- What this task involves -
The entries below are to be duplicated exactly, with nothing left out.

- Excerpted records -
—————

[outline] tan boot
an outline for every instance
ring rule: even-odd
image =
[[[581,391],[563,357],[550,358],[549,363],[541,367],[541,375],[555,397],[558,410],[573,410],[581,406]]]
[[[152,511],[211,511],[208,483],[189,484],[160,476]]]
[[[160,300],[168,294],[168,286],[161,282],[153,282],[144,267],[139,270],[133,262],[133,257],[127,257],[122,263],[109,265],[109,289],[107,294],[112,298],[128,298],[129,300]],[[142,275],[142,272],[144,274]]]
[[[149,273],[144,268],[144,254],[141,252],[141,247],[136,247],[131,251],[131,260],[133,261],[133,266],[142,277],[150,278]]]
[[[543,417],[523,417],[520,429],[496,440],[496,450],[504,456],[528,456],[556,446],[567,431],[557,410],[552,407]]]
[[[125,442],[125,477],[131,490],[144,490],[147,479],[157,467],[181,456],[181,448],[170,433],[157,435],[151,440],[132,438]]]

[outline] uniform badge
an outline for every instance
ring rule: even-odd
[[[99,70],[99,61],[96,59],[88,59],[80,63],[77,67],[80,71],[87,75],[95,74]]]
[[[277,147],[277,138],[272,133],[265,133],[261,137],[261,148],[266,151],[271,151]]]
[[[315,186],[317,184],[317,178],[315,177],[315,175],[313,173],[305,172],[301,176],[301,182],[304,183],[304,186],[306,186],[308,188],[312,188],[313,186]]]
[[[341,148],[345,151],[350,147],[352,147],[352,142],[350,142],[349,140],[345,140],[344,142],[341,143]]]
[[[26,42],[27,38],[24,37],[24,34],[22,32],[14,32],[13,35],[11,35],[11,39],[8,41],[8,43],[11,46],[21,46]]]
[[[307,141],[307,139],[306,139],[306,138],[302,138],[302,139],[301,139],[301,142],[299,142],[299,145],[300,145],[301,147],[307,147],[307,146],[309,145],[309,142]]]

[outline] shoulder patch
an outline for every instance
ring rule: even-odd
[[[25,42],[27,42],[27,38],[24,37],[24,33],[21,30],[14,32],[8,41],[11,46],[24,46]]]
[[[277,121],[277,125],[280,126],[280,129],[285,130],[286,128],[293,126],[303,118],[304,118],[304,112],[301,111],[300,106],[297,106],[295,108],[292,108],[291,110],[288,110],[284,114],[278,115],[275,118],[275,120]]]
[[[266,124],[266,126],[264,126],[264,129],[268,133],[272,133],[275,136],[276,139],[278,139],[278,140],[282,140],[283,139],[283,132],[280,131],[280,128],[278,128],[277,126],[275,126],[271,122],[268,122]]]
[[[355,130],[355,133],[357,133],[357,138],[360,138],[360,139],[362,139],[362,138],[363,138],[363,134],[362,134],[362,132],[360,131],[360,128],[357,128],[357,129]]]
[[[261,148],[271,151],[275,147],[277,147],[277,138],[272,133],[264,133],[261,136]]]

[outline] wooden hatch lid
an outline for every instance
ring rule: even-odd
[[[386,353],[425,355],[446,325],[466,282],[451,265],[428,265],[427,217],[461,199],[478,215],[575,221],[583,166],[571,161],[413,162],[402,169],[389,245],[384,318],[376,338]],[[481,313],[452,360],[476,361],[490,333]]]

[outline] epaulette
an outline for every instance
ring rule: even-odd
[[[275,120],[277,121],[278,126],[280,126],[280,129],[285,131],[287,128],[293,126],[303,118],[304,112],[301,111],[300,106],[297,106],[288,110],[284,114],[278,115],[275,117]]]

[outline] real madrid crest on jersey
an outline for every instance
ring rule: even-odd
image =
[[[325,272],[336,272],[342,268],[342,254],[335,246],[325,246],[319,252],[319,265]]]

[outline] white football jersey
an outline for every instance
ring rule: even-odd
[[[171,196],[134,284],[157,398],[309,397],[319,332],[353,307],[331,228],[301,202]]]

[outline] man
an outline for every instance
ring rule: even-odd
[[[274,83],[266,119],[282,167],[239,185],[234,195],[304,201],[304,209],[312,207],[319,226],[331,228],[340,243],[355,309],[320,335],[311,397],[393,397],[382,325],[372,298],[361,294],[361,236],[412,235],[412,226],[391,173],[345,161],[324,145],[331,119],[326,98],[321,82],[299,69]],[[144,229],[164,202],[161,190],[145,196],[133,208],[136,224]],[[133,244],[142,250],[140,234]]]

—————

- Response area -
[outline] tan boot
an outline for every instance
ring rule: even-odd
image =
[[[581,391],[563,357],[550,358],[549,363],[541,367],[541,375],[555,397],[558,410],[573,410],[581,406]]]
[[[152,511],[211,511],[208,483],[189,484],[160,476]]]
[[[160,300],[168,294],[168,286],[161,282],[153,282],[144,267],[139,270],[133,262],[133,257],[127,257],[122,263],[109,265],[109,289],[107,294],[112,298],[128,298],[129,300]],[[142,275],[142,272],[144,274]]]
[[[149,273],[144,268],[144,254],[141,252],[141,247],[136,247],[131,251],[131,260],[133,261],[133,266],[142,277],[150,278]]]
[[[543,417],[523,417],[520,429],[496,440],[496,450],[504,456],[528,456],[556,446],[567,431],[557,410],[552,407]]]
[[[125,442],[125,477],[131,490],[144,490],[147,479],[157,467],[181,456],[181,448],[170,433],[157,435],[151,440],[132,438]]]

[outline] uniform badge
an outline for every instance
ring rule: even-odd
[[[99,70],[99,61],[96,59],[88,59],[80,63],[77,67],[80,71],[87,75],[95,74]]]
[[[277,147],[277,138],[272,133],[265,133],[261,137],[261,148],[266,151],[271,151]]]
[[[315,186],[317,184],[317,178],[315,177],[315,175],[313,173],[305,172],[301,176],[301,182],[304,183],[304,186],[306,186],[308,188],[312,188],[313,186]]]
[[[341,148],[345,151],[350,147],[352,147],[352,142],[350,142],[349,140],[345,140],[344,142],[341,143]]]
[[[26,42],[27,38],[24,37],[24,34],[22,32],[14,32],[13,35],[11,35],[11,39],[8,41],[8,43],[11,46],[21,46]]]
[[[307,141],[307,139],[306,139],[306,138],[302,138],[302,139],[301,139],[301,142],[299,142],[299,145],[300,145],[301,147],[307,147],[307,146],[309,145],[309,142]]]

[outline] shoulder patch
an outline for every instance
ring rule: even-odd
[[[25,42],[27,42],[27,38],[24,37],[24,33],[21,30],[14,32],[8,41],[11,46],[24,46]]]
[[[277,121],[277,125],[280,126],[280,129],[285,130],[286,128],[293,126],[303,118],[304,118],[304,112],[301,111],[300,106],[297,106],[295,108],[292,108],[291,110],[288,110],[284,114],[278,115],[275,118],[275,120]]]
[[[266,124],[266,126],[264,126],[264,129],[268,133],[272,133],[275,136],[276,139],[278,139],[278,140],[282,140],[283,139],[283,132],[280,131],[280,128],[278,128],[277,126],[275,126],[271,122],[268,122]]]
[[[355,130],[355,133],[357,133],[357,138],[360,138],[360,139],[362,139],[362,138],[363,138],[363,134],[362,134],[362,132],[360,131],[360,128],[357,128],[357,129]]]
[[[261,148],[271,151],[275,147],[277,147],[277,138],[272,133],[264,133],[261,136]]]

[outline] wooden hatch lid
an outline for every instance
ring rule: even-odd
[[[386,353],[425,355],[446,325],[466,282],[451,265],[428,265],[427,217],[461,199],[478,215],[575,221],[583,166],[571,161],[413,162],[402,169],[389,245],[384,318],[376,338]],[[481,313],[452,360],[476,361],[490,333]]]

[outline] epaulette
an outline for every instance
ring rule: even-odd
[[[275,120],[277,121],[278,126],[280,126],[280,129],[285,131],[287,128],[293,126],[303,118],[304,112],[301,111],[300,106],[297,106],[288,110],[284,114],[278,115],[275,117]]]

[outline] real madrid crest on jersey
an outline for every instance
ring rule: even-odd
image =
[[[325,272],[336,272],[342,268],[342,254],[335,246],[325,246],[319,252],[319,265]]]

[outline] white football jersey
an outline for every instance
ring rule: even-odd
[[[171,196],[134,284],[157,398],[309,397],[319,332],[353,307],[331,228],[301,202]]]

[outline] man
an outline for every instance
ring rule: even-odd
[[[274,83],[266,119],[282,167],[239,185],[234,195],[304,201],[304,209],[312,207],[319,226],[331,228],[340,243],[355,309],[320,335],[311,397],[393,397],[382,325],[372,298],[361,294],[361,236],[412,235],[412,226],[391,173],[345,161],[324,145],[331,119],[326,98],[321,82],[299,69]],[[144,229],[164,202],[161,190],[145,196],[133,208],[136,224]],[[133,244],[142,250],[140,234]]]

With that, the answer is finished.